> Brief
Format every line of the records below as a Markdown table with the columns Row and Text, numbering the rows and skipping blank lines. Leave the pictures out of the table.

> Data extract
______
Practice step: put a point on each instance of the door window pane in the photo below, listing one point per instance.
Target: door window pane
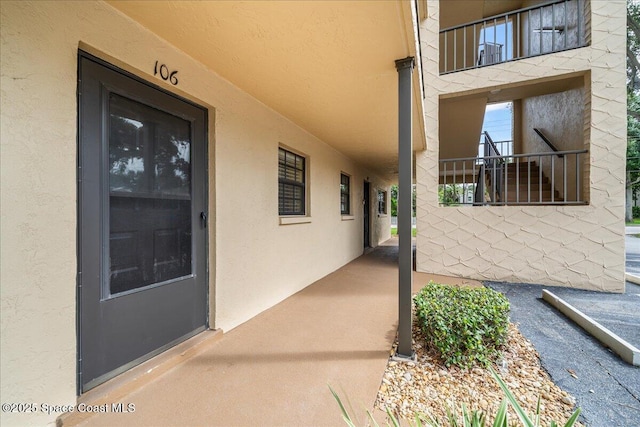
(150, 195)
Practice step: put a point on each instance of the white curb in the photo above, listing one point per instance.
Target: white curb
(626, 351)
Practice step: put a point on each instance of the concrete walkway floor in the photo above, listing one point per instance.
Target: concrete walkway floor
(274, 370)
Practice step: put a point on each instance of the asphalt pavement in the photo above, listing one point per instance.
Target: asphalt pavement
(606, 388)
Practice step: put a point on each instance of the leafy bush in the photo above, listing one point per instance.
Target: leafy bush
(466, 325)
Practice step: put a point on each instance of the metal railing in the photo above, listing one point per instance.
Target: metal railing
(531, 31)
(516, 179)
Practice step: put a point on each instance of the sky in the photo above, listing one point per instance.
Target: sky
(498, 122)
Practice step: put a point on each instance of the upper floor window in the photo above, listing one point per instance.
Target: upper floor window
(345, 194)
(291, 183)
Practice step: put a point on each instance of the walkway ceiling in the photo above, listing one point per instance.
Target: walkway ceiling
(326, 65)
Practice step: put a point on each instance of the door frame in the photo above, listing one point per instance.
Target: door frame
(366, 204)
(79, 217)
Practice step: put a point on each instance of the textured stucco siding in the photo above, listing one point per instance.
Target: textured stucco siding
(582, 246)
(254, 261)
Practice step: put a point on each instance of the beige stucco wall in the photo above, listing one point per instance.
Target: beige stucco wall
(255, 261)
(580, 247)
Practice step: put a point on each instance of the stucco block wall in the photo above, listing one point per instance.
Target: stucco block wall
(255, 262)
(581, 247)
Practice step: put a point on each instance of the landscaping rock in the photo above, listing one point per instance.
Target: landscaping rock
(428, 387)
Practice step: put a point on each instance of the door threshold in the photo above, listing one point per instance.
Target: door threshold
(114, 390)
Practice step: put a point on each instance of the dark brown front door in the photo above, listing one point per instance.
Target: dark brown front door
(142, 281)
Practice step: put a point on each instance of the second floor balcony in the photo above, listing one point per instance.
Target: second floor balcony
(509, 35)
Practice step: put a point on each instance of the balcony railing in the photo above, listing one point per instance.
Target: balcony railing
(531, 31)
(553, 178)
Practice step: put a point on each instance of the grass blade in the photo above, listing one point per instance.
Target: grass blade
(519, 411)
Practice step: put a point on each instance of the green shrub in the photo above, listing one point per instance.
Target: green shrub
(466, 325)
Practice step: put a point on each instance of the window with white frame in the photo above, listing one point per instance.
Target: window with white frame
(345, 194)
(291, 183)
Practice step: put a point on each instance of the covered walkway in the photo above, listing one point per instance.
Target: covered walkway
(275, 369)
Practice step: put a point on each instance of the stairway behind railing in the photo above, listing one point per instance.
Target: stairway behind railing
(514, 179)
(537, 30)
(492, 162)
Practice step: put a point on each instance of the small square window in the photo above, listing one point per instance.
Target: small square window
(345, 194)
(291, 183)
(382, 202)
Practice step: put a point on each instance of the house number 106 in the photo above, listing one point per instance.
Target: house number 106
(165, 74)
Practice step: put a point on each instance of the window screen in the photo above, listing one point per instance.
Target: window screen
(291, 183)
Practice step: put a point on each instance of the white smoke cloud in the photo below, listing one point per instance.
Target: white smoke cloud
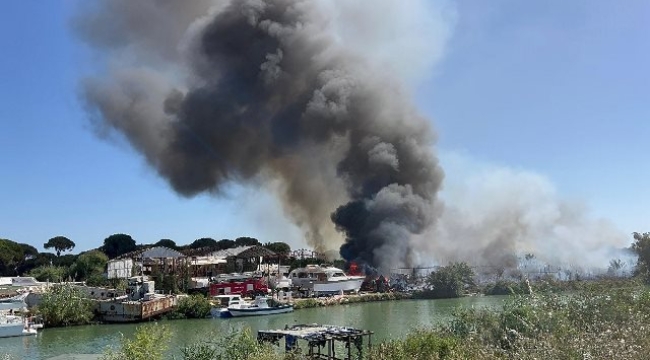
(407, 38)
(494, 214)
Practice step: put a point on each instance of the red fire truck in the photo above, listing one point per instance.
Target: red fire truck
(239, 286)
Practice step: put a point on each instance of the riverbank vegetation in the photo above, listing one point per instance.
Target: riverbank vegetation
(64, 305)
(194, 306)
(150, 342)
(587, 324)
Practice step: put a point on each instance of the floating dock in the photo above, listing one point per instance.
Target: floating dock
(321, 340)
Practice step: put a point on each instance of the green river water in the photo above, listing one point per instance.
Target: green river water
(388, 319)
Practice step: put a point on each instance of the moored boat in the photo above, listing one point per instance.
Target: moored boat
(224, 302)
(260, 307)
(325, 279)
(14, 325)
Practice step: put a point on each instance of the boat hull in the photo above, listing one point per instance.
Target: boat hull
(260, 311)
(15, 330)
(337, 286)
(220, 313)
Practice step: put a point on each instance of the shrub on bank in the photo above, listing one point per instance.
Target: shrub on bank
(236, 346)
(148, 343)
(64, 305)
(194, 306)
(506, 287)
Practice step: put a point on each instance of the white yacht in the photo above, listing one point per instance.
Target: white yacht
(225, 302)
(325, 279)
(260, 307)
(14, 325)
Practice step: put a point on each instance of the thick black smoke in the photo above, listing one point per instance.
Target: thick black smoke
(257, 91)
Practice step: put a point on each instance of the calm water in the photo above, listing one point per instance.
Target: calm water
(387, 319)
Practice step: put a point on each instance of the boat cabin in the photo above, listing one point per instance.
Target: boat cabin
(228, 300)
(323, 341)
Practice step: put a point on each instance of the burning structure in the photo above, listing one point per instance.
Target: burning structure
(265, 93)
(261, 92)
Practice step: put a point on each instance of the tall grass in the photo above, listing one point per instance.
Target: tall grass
(590, 324)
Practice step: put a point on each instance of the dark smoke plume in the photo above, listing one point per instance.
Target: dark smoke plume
(258, 92)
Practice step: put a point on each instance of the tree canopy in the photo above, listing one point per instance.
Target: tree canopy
(167, 243)
(59, 243)
(88, 264)
(11, 255)
(203, 242)
(118, 244)
(451, 281)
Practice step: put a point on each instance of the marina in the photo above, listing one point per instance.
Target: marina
(386, 320)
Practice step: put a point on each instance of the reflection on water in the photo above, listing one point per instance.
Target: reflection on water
(389, 319)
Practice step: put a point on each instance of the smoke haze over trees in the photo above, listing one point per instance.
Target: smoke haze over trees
(263, 91)
(310, 100)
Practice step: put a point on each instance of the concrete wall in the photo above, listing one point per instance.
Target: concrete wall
(120, 269)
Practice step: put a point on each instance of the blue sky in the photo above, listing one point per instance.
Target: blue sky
(558, 88)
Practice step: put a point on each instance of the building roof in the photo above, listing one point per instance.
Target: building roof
(154, 252)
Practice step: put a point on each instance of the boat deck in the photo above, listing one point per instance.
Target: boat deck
(321, 340)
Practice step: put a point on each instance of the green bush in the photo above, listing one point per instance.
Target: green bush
(64, 305)
(149, 343)
(420, 345)
(236, 346)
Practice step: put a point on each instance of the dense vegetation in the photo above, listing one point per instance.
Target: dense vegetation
(64, 305)
(18, 259)
(585, 325)
(194, 306)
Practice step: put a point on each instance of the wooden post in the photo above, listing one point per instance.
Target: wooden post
(349, 349)
(329, 349)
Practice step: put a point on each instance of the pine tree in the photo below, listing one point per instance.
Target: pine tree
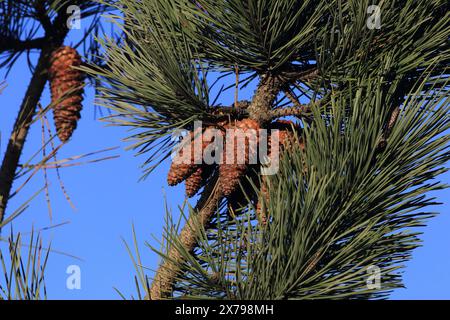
(42, 25)
(369, 102)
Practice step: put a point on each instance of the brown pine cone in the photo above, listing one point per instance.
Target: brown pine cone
(66, 86)
(230, 173)
(183, 165)
(194, 182)
(261, 206)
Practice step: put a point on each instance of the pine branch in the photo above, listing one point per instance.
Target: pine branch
(10, 44)
(28, 110)
(168, 271)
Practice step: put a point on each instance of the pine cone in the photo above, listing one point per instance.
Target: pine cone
(194, 182)
(66, 86)
(230, 173)
(184, 165)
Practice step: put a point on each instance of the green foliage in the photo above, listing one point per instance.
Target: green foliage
(336, 209)
(23, 272)
(342, 205)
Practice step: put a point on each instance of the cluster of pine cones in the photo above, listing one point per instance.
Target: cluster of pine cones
(66, 84)
(196, 172)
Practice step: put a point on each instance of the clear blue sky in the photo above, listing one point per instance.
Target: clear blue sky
(109, 199)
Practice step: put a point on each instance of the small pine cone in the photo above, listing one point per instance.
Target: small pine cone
(231, 173)
(66, 86)
(198, 179)
(183, 164)
(194, 182)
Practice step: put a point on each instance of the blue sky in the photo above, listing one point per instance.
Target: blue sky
______
> Expected output
| Row | Text |
|---|---|
| 1 | Practice step: put a point on each instance of the door window pane in the photo below, listing one point per instance. |
| 2 | Target: door window pane |
| 3 | (150, 195) |
| 4 | Practice step: put a point on each instance of the white curb in the photo above, listing one point per instance. |
| 5 | Target: white curb |
| 6 | (626, 351) |
| 7 | Practice step: put a point on each instance of the concrete walkway floor in the photo above, listing one point per instance. |
| 8 | Target: concrete walkway floor |
| 9 | (274, 370) |
| 10 | Practice step: put a point on each instance of the asphalt pavement in the photo above, listing one point per instance. |
| 11 | Target: asphalt pavement |
| 12 | (606, 388) |
| 13 | Practice step: put a point on each instance of the leafy bush in the photo above, listing one point per instance. |
| 14 | Target: leafy bush |
| 15 | (466, 325) |
| 16 | Practice step: put a point on each instance of the metal railing in the photo above, listing one point per instance. |
| 17 | Target: metal railing |
| 18 | (531, 31) |
| 19 | (516, 179) |
| 20 | Practice step: put a point on each instance of the sky in the photo above, listing one point per instance. |
| 21 | Target: sky |
| 22 | (498, 122) |
| 23 | Practice step: put a point on each instance of the upper floor window in the photo above, listing one point per instance. |
| 24 | Target: upper floor window |
| 25 | (345, 194) |
| 26 | (291, 183) |
| 27 | Practice step: put a point on each instance of the walkway ceiling in the photo above, listing one point per instance. |
| 28 | Target: walkway ceiling |
| 29 | (326, 65) |
| 30 | Practice step: put a point on each instance of the door frame in the photo above, listing one point per instance. |
| 31 | Target: door frame |
| 32 | (366, 204) |
| 33 | (79, 217) |
| 34 | Practice step: put a point on each instance of the textured stucco siding in the photo above, listing one point per instance. |
| 35 | Target: textured stucco siding |
| 36 | (582, 246) |
| 37 | (254, 261) |
| 38 | Practice step: put a point on each instance of the beige stucco wall in the photo above, listing one point per instance. |
| 39 | Target: beige stucco wall |
| 40 | (255, 261) |
| 41 | (580, 247) |
| 42 | Practice step: put a point on each instance of the stucco block wall in the photo above, listing one point per instance. |
| 43 | Target: stucco block wall |
| 44 | (255, 262) |
| 45 | (581, 247) |
| 46 | Practice step: put a point on each instance of the landscaping rock in the photo above, listing one point per instance. |
| 47 | Target: landscaping rock |
| 48 | (428, 387) |
| 49 | Practice step: put a point on each instance of the door threshold in the photo above, listing one point per instance. |
| 50 | Target: door threshold |
| 51 | (114, 390) |
| 52 | Practice step: put a point on each instance of the dark brown front door in the photo above, listing one point per instance. |
| 53 | Target: dark brown front door |
| 54 | (142, 281) |
| 55 | Practice step: put a point on each instance of the second floor balcony in the photo above, listing one point per instance. |
| 56 | Target: second floor balcony |
| 57 | (509, 35) |
| 58 | Practice step: put a point on each instance of the balcony railing in the photo above, listing one point per instance. |
| 59 | Target: balcony railing |
| 60 | (531, 31) |
| 61 | (553, 178) |
| 62 | Practice step: put a point on each instance of the grass blade in the photo above, listing one point per instance. |
| 63 | Target: grass blade |
| 64 | (519, 411) |
| 65 | Practice step: put a point on each instance of the green shrub in the photo above, listing one point per instance. |
| 66 | Target: green shrub |
| 67 | (466, 325) |
| 68 | Practice step: put a point on each instance of the window with white frame in the photo above, listing one point per instance. |
| 69 | Target: window with white frame |
| 70 | (345, 194) |
| 71 | (291, 183) |
| 72 | Practice step: put a point on each instance of the covered walkway in the photo above, listing one point per instance. |
| 73 | Target: covered walkway |
| 74 | (275, 369) |
| 75 | Practice step: put a point on each instance of the stairway behind railing in the photo above, listing one point per instance. |
| 76 | Target: stairway behind railing |
| 77 | (514, 179) |
| 78 | (537, 30) |
| 79 | (492, 162) |
| 80 | Practice step: put a point on each instance of the small square window in the photo above, listing one point per instance. |
| 81 | Target: small square window |
| 82 | (345, 194) |
| 83 | (291, 183) |
| 84 | (382, 202) |
| 85 | Practice step: put a point on each instance of the house number 106 in the photo above, listing one point per instance. |
| 86 | Target: house number 106 |
| 87 | (165, 74) |
| 88 | Practice step: put a point on each instance of the window screen in the photo above, listing one point per instance. |
| 89 | Target: window screen |
| 90 | (291, 183) |
| 91 | Practice step: put a point on each instance of the white smoke cloud in the photo below, listing one point per instance. |
| 92 | Target: white smoke cloud |
| 93 | (407, 38) |
| 94 | (494, 214) |
| 95 | Practice step: put a point on each instance of the red fire truck in the photo above, listing one point per instance. |
| 96 | Target: red fire truck |
| 97 | (239, 286) |
| 98 | Practice step: put a point on each instance of the riverbank vegetation in the photo above, listing one point per instance. |
| 99 | Target: riverbank vegetation |
| 100 | (64, 305) |
| 101 | (194, 306) |
| 102 | (150, 342) |
| 103 | (587, 324) |
| 104 | Practice step: put a point on each instance of the floating dock in the photo above, listing one point per instance. |
| 105 | Target: floating dock |
| 106 | (321, 340) |
| 107 | Practice step: put a point on each instance of the green river water in the photo above, listing one point per instance. |
| 108 | Target: green river water |
| 109 | (388, 319) |
| 110 | Practice step: put a point on each instance of the moored boat in the photo above, listing one point per instance. |
| 111 | Target: moored boat |
| 112 | (224, 302) |
| 113 | (260, 307) |
| 114 | (325, 279) |
| 115 | (14, 325) |
| 116 | Practice step: put a point on each instance of the boat hull in the photo above, listing one point per instance. |
| 117 | Target: boat hull |
| 118 | (260, 311) |
| 119 | (15, 330) |
| 120 | (337, 286) |
| 121 | (220, 313) |
| 122 | Practice step: put a point on each instance of the shrub on bank in the photo above, listing one point per instance. |
| 123 | Target: shrub on bank |
| 124 | (236, 346) |
| 125 | (148, 343) |
| 126 | (64, 305) |
| 127 | (194, 306) |
| 128 | (506, 287) |
| 129 | Practice step: put a point on each instance of the white yacht in the photo above, listing one point per instance. |
| 130 | Target: white yacht |
| 131 | (225, 302) |
| 132 | (325, 279) |
| 133 | (260, 307) |
| 134 | (14, 325) |
| 135 | Practice step: put a point on each instance of the thick black smoke in the photo above, listing one point per instance. |
| 136 | Target: thick black smoke |
| 137 | (257, 91) |
| 138 | Practice step: put a point on each instance of the calm water in the photo above, listing one point per instance. |
| 139 | Target: calm water |
| 140 | (387, 319) |
| 141 | Practice step: put a point on each instance of the boat cabin in the photo above, listing one point per instance. |
| 142 | Target: boat cabin |
| 143 | (228, 300) |
| 144 | (323, 341) |
| 145 | Practice step: put a point on each instance of the burning structure in the photo above, listing one point per instance. |
| 146 | Target: burning structure |
| 147 | (265, 93) |
| 148 | (261, 92) |
| 149 | Practice step: put a point on each instance of the tall grass in the photo above, listing one point per instance. |
| 150 | Target: tall grass |
| 151 | (590, 324) |
| 152 | Practice step: put a point on each instance of the dark smoke plume in the photo above, listing one point per instance. |
| 153 | Target: dark smoke plume |
| 154 | (258, 92) |
| 155 | Practice step: put a point on each instance of the tree canopy in the photo above, listing one point per instance. |
| 156 | Target: tree canopy |
| 157 | (167, 243) |
| 158 | (59, 243) |
| 159 | (88, 264) |
| 160 | (11, 255) |
| 161 | (203, 242) |
| 162 | (118, 244) |
| 163 | (451, 281) |
| 164 | Practice step: put a point on each instance of the marina in the photo above, listing one point per instance. |
| 165 | Target: marina |
| 166 | (386, 320) |
| 167 | Practice step: put a point on each instance of the reflection on water in the photo above, listing one point per instance. |
| 168 | Target: reflection on water |
| 169 | (389, 319) |
| 170 | Practice step: put a point on each instance of the smoke haze over trees in the photo above, listing one point per instance. |
| 171 | Target: smoke haze over trees |
| 172 | (263, 91) |
| 173 | (310, 100) |
| 174 | Practice step: put a point on each instance of the concrete wall in the photo above, listing one point per instance. |
| 175 | Target: concrete wall |
| 176 | (120, 269) |
| 177 | Practice step: put a point on each instance of the blue sky in the photo above, listing one point per instance. |
| 178 | Target: blue sky |
| 179 | (558, 88) |
| 180 | Practice step: put a point on each instance of the building roof in the photo above, listing one point per instance. |
| 181 | Target: building roof |
| 182 | (154, 252) |
| 183 | Practice step: put a point on each instance of the boat deck in the photo above, listing one point per instance. |
| 184 | Target: boat deck |
| 185 | (321, 340) |
| 186 | Practice step: put a point on each instance of the green bush in the photo above, listing one point per instance. |
| 187 | Target: green bush |
| 188 | (64, 305) |
| 189 | (149, 343) |
| 190 | (420, 345) |
| 191 | (236, 346) |
| 192 | Practice step: put a point on each instance of the dense vegetation in the photo above, listing one point per instance. |
| 193 | Target: dense vegetation |
| 194 | (64, 305) |
| 195 | (18, 259) |
| 196 | (585, 325) |
| 197 | (194, 306) |
| 198 | Practice step: put a point on each instance of the wooden post in the photo above, listing one point per instance. |
| 199 | Target: wooden post |
| 200 | (349, 349) |
| 201 | (329, 349) |
| 202 | Practice step: put a point on each instance of the pine tree in the photo below, listing one point per instance. |
| 203 | Target: pine tree |
| 204 | (42, 25) |
| 205 | (369, 102) |
| 206 | Practice step: put a point on each instance of the brown pine cone in the photo above, listing one point per instance. |
| 207 | Target: brown pine cone |
| 208 | (66, 86) |
| 209 | (230, 173) |
| 210 | (183, 165) |
| 211 | (194, 182) |
| 212 | (261, 206) |
| 213 | Practice step: put a point on each instance of the pine branch in the photo above, listing one point per instance. |
| 214 | Target: pine branch |
| 215 | (10, 44) |
| 216 | (28, 110) |
| 217 | (168, 271) |
| 218 | Practice step: put a point on each instance of the pine cone in the photo above, listing one point per instance. |
| 219 | Target: pine cone |
| 220 | (194, 182) |
| 221 | (66, 86) |
| 222 | (230, 173) |
| 223 | (184, 165) |
| 224 | Practice step: put a point on each instance of the green foliage in the photo above, listing one point per instance. |
| 225 | Target: green foliage |
| 226 | (336, 209) |
| 227 | (23, 272) |
| 228 | (342, 205) |
| 229 | Practice step: put a point on each instance of the cluster of pine cones in the photo above, listing one point per instance. |
| 230 | Target: cluster of pine cones |
| 231 | (66, 84) |
| 232 | (196, 172) |
| 233 | Practice step: put a point on each instance of the clear blue sky in the photo above, listing one point per instance. |
| 234 | Target: clear blue sky |
| 235 | (109, 199) |
| 236 | Practice step: put a point on each instance of the small pine cone in the photo above, listing one point per instance. |
| 237 | Target: small pine cone |
| 238 | (231, 173) |
| 239 | (66, 86) |
| 240 | (198, 179) |
| 241 | (183, 164) |
| 242 | (194, 182) |
| 243 | Practice step: put a point on each instance of the blue sky in the photo above, listing one point per instance. |
| 244 | Target: blue sky |